- [Required task 1] According to the Afghanistan evacuation text, how many Afghan allies were stuck in the Special Immigrant Visa backlog when the writer joined the Association of Wartime Allies in 2019?
— Begin Text provided —
AFGHANISTAN EVACUATION RESEARCH PROGRAM (2021-2024)
Background
I joined Veterans for American Ideals because I believed in something simple: America keeps its promises.
When we ask people to risk their lives for our missions, we owe them safety when the mission ends. It's not charity. It's not politics. It's who we said we were.
But I also believed in something bigger: that refugees and immigrants don't just need us—we need them. New perspectives. New ideas. The innovation that drives our economy and strengthens our society.
For three years, I advocated to Congress and the White House to bring more refugees, honor the SIV commitments, and live up to the promise.
When I joined the Association of Wartime Allies in 2019, we were tracking something most people weren't paying attention to: a growing backlog of 81,000 Afghan allies stuck in the Special Immigrant Visa process.
Translators who'd served on the front lines. Advisors who'd shaped strategy. Women who'd built schools and defended human rights.
All waiting. All in danger. All holding onto a promise we'd made.
Then Kabul fell. In 72 hours, everything we'd feared became real.
I was on the phone with people trapped outside Hamid Karzai International Airport. Families crushed in crowds. Taliban checkpoints blocking the routes. The clock running out.
The U.S. government was overwhelmed. The data systems were fragmented. Nobody had a complete picture of who was where, who had paperwork, who could get through. So we became the coordination layer.
I spent August 2021 matching names to manifests. Cross-referencing paperwork. Getting people over the wall at HKIA.
And I had to make decisions I'll carry for the rest of my life: Who gets on the list. Who doesn't.
A woman whose husband was killed by the Taliban, does she have the right documents? A translator who saved American lives but lost his paperwork in the chaos, can we verify his service fast enough? A family of six at the gate, can they all fit on this flight, or do we split them up?
Every decision was someone's life. We got thousands out. But 78,000 were left behind.
When the last plane left on August 31st, most people moved on. I couldn't.
Because I knew their names. I had their phone numbers. I'd told them: We're coming for you.
And then we didn't.
So I did the only thing I knew how to do: document what happened to them.
Over 24 months, we surveyed 20,000+ people still in Afghanistan. We tracked them as the Taliban hunted them. As they lost jobs, went hungry, watched their children suffer.
We documented:
30% imprisoned by the Taliban
88% who lost their jobs
70% who went without food
98% of women who lost all economic opportunity
138 cases of targeted killings
85 cases of torture
We published four quarterly reports. We gave Congress the data. We told the story the numbers alone couldn't tell. The work was cited in congressional oversight. The Secretary of State sent a formal recognition.
But the numbers kept getting worse.
Why This Still Matters
Three years later, most of those 78,000 are still there. Still hiding. Still hoping we'll remember the promise we made.
I continue this work because broken promises have consequences:
For them: Every day in hiding is another day closer to being found. Another day their children go without education. Another day the trauma deepens.
For us: Every ally we abandon is a message to the next generation: Don't trust America. Don't help American forces. The promise isn't real.
— End Text provided —
- [Required task 2] Write out the rows below exactly as they appear, everything from the first row down to the line containing "x=506 y=574", with both ends included.
— Begin Task input —
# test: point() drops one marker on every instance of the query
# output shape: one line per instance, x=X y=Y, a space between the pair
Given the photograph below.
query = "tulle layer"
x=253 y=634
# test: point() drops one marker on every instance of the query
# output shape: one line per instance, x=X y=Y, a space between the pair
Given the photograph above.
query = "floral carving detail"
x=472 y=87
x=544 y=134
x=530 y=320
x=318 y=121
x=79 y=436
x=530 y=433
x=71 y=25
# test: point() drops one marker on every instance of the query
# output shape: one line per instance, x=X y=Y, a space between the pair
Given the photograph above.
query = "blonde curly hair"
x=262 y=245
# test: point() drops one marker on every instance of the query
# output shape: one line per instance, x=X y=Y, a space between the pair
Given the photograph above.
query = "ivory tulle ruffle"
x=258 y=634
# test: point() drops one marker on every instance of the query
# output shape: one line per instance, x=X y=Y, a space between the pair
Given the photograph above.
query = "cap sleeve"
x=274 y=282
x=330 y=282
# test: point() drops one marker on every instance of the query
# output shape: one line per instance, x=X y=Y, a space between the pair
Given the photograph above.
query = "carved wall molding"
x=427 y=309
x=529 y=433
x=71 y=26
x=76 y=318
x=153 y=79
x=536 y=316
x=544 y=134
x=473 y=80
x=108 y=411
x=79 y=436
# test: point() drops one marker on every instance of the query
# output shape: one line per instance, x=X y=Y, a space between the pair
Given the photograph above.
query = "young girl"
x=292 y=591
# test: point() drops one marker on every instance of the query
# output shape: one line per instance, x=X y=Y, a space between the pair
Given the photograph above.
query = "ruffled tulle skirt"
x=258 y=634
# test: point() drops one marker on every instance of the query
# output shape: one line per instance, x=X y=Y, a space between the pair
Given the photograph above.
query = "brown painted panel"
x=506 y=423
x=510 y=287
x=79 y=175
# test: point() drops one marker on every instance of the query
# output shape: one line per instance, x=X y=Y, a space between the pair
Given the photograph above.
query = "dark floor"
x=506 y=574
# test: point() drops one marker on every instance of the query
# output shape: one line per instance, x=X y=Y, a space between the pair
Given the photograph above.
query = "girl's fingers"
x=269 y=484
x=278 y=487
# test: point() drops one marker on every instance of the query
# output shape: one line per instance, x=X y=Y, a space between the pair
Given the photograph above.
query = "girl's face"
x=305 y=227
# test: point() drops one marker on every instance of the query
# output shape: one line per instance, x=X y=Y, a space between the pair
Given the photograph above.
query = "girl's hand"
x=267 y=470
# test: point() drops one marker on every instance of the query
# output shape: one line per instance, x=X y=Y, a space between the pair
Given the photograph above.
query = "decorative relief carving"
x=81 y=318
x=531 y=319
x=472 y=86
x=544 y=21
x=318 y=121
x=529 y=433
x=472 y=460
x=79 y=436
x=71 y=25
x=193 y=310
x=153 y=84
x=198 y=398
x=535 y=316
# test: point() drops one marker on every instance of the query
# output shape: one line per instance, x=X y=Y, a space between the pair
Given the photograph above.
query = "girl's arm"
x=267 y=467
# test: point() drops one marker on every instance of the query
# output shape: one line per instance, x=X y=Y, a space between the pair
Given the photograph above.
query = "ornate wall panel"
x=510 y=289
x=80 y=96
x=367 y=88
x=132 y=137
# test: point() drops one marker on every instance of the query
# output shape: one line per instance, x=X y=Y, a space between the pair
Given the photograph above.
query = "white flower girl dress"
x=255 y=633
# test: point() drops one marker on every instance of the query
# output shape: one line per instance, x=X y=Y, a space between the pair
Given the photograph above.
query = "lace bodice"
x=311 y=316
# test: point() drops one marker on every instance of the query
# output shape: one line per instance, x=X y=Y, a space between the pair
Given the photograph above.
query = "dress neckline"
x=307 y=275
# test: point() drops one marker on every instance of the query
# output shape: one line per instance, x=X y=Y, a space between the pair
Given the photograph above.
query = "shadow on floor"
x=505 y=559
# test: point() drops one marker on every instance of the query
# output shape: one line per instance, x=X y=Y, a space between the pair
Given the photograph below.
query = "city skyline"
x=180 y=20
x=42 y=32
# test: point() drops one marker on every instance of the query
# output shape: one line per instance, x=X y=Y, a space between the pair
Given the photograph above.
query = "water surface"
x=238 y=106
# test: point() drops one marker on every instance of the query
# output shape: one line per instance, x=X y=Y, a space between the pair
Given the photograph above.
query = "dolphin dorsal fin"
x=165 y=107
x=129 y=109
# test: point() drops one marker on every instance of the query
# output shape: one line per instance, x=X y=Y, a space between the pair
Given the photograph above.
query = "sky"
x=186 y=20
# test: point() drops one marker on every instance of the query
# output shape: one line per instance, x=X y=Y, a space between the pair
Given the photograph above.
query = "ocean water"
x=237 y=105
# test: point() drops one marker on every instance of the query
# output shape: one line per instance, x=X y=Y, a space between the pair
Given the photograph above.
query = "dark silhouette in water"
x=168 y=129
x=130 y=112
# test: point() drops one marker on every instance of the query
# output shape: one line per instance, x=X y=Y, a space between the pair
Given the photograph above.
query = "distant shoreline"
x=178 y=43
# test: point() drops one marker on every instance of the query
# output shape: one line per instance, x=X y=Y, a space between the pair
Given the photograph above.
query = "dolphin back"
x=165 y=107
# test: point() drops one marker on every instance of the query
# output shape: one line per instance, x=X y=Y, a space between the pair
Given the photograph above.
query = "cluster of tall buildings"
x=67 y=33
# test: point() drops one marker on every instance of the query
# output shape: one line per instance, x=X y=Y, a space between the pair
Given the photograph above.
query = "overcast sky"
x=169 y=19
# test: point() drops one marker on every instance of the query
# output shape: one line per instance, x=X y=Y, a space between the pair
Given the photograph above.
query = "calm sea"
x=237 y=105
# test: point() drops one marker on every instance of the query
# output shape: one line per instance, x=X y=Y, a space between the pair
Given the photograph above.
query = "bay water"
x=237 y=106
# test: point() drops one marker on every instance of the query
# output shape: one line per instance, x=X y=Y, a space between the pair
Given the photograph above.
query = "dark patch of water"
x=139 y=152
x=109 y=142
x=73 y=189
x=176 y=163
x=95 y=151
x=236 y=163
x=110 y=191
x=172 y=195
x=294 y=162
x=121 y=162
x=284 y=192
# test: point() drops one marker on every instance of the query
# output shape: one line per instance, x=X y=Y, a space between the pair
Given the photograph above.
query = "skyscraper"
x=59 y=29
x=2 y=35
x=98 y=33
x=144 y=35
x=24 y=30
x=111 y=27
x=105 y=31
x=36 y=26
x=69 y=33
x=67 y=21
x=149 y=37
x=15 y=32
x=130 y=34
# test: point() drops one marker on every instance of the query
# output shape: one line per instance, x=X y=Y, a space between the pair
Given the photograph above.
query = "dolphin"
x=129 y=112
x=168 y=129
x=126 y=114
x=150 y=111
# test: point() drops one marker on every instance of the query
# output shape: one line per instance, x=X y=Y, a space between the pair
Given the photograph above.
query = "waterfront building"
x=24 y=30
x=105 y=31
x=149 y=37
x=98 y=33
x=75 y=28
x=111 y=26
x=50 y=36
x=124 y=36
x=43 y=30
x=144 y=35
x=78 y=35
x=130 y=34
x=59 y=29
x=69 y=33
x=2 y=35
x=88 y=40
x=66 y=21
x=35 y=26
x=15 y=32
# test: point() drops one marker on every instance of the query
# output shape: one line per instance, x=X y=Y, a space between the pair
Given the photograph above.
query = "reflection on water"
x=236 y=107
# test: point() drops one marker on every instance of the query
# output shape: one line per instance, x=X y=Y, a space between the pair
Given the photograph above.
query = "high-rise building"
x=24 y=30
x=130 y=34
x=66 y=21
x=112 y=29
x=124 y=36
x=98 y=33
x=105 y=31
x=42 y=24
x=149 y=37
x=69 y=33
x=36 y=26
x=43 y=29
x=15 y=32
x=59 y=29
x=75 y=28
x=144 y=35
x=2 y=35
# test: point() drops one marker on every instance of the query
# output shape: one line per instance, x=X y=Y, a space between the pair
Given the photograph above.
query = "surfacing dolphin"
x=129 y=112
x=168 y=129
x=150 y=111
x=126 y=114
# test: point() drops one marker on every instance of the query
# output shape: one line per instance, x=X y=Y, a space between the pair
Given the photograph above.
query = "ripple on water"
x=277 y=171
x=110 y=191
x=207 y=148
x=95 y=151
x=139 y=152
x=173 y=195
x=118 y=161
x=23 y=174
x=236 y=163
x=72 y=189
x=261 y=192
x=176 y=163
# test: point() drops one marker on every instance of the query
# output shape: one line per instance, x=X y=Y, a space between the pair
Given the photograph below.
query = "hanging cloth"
— End Task input —
- [Correct response 1] 81,000

- [Correct response 2]
# test: point() drops one marker on every instance of the query
# output shape: one line per instance, x=X y=Y, a space between the pair
Given the photograph below.
query = "tulle layer"
x=253 y=634
# test: point() drops one marker on every instance of the query
# output shape: one line per instance, x=X y=Y, a space between the pair
Given the photograph above.
query = "floral carving detail"
x=472 y=87
x=544 y=134
x=530 y=320
x=318 y=121
x=79 y=436
x=530 y=433
x=71 y=25
# test: point() drops one marker on every instance of the query
# output shape: one line per instance, x=X y=Y, a space between the pair
Given the photograph above.
query = "blonde curly hair"
x=262 y=245
# test: point() drops one marker on every instance of the query
# output shape: one line per instance, x=X y=Y, a space between the pair
Given the photograph above.
query = "ivory tulle ruffle"
x=258 y=634
# test: point() drops one marker on every instance of the query
# output shape: one line per instance, x=X y=Y, a space between the pair
Given the photograph above.
query = "cap sleeve"
x=274 y=282
x=330 y=282
# test: point() drops one marker on every instance of the query
# output shape: one line per instance, x=X y=Y, a space between the pair
Given the photograph above.
query = "carved wall molding"
x=427 y=309
x=529 y=433
x=71 y=26
x=76 y=318
x=153 y=79
x=536 y=316
x=544 y=134
x=473 y=80
x=108 y=411
x=79 y=436
# test: point() drops one marker on every instance of the query
# output shape: one line per instance, x=X y=Y, a space between the pair
Given the photograph above.
query = "young girl"
x=292 y=591
# test: point() drops one marker on every instance of the query
# output shape: one line per instance, x=X y=Y, a space between the pair
Given the photograph above.
query = "ruffled tulle skirt"
x=258 y=634
# test: point() drops one marker on every instance of the query
# output shape: one line per instance, x=X y=Y, a space between the pair
Given the photograph above.
query = "brown painted panel"
x=506 y=423
x=510 y=287
x=79 y=175
# test: point() drops one marker on every instance of the query
# output shape: one line per instance, x=X y=Y, a space between the pair
Given the photograph above.
query = "dark floor"
x=506 y=574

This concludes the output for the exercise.